What the task asks: Below are records to be output exactly, every one of them.

** Begin Provided information **

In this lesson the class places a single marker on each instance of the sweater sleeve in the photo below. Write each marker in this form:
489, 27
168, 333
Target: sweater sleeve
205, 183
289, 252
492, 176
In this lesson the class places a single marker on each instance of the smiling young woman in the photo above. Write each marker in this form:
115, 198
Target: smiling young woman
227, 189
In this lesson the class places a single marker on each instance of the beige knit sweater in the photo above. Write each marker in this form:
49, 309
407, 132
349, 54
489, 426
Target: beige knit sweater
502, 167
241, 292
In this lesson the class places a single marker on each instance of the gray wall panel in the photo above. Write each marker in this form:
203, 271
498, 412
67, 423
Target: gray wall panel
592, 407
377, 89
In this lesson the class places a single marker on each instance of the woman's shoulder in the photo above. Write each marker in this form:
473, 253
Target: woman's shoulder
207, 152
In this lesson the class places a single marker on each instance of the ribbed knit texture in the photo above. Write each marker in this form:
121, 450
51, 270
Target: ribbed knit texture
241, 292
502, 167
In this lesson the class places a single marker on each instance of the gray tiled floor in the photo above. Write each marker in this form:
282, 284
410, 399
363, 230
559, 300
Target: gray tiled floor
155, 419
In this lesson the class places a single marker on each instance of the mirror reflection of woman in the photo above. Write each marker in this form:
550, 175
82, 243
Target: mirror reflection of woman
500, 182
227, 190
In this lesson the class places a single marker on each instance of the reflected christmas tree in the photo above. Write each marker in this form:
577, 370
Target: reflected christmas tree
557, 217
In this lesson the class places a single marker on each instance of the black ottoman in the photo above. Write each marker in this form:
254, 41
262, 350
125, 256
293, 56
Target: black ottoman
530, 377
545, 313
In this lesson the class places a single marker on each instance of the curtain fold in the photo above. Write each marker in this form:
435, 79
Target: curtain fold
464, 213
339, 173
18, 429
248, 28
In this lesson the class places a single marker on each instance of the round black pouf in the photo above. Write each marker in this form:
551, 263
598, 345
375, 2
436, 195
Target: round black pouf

** End Provided information **

Full answer:
In this lesson the class places a single marker on each instance of the sweater sleeve in the photo below. Write each marker in this form:
489, 27
168, 333
Target: sweater sleeve
205, 183
289, 252
492, 176
In this lesson the class places a single marker on each instance of the smiling young woman in the photo above. Write each marker in this form:
115, 198
Target: smiling young woman
227, 189
In this lesson the class places a single marker on each instance of the beige knit sweater in the photo above. Write each marker in this form:
49, 309
407, 132
349, 54
489, 426
Target: beige knit sweater
502, 167
241, 292
In this lesson the class places a single marker on each instance of the gray wall panel in the photo above. Write each marker in this form:
203, 271
498, 412
67, 423
Target: gray wall panel
592, 407
377, 89
In this lesson the class places a single marker on each instance of the woman's shoulder in the photo above. Write each marker in this form:
473, 253
Target: woman's shoulder
207, 152
In this lesson the class places a single marker on each instance of the ribbed knit texture in the photo above. Write each marker in this form:
121, 450
51, 270
Target: ribbed knit texture
241, 292
502, 167
In this lesson the class places a single marker on each instance of the gray tiled floor in the photo above. Write each marker in this form:
282, 284
410, 399
363, 230
559, 300
Target: gray tiled floor
155, 419
In this lesson the class places a single marker on each instance of the mirror reflection of woman in the photo above. Write each marker in this form:
550, 175
82, 243
Target: mirror reflection of woman
500, 182
227, 190
In this lesson the class places a single marker on each instance of the reflected christmas tree in the photo above. Write each marker in this form:
577, 370
Target: reflected christmas tree
557, 217
In this lesson the class places a single marker on each instance of the black ottoman in the photo above. Write each marker in this form:
254, 41
262, 350
125, 256
293, 56
Target: black ottoman
530, 377
545, 313
In this lesson the class places a single marker on each instance of the curtain fold in the photo above. Write each marker in this form:
435, 79
Target: curtain fold
464, 213
339, 173
18, 429
248, 28
In this lesson the class places a single marker on each instance of the round black pouf in the photo above. Write each marker in this form:
551, 263
598, 345
375, 2
436, 195
Target: round black pouf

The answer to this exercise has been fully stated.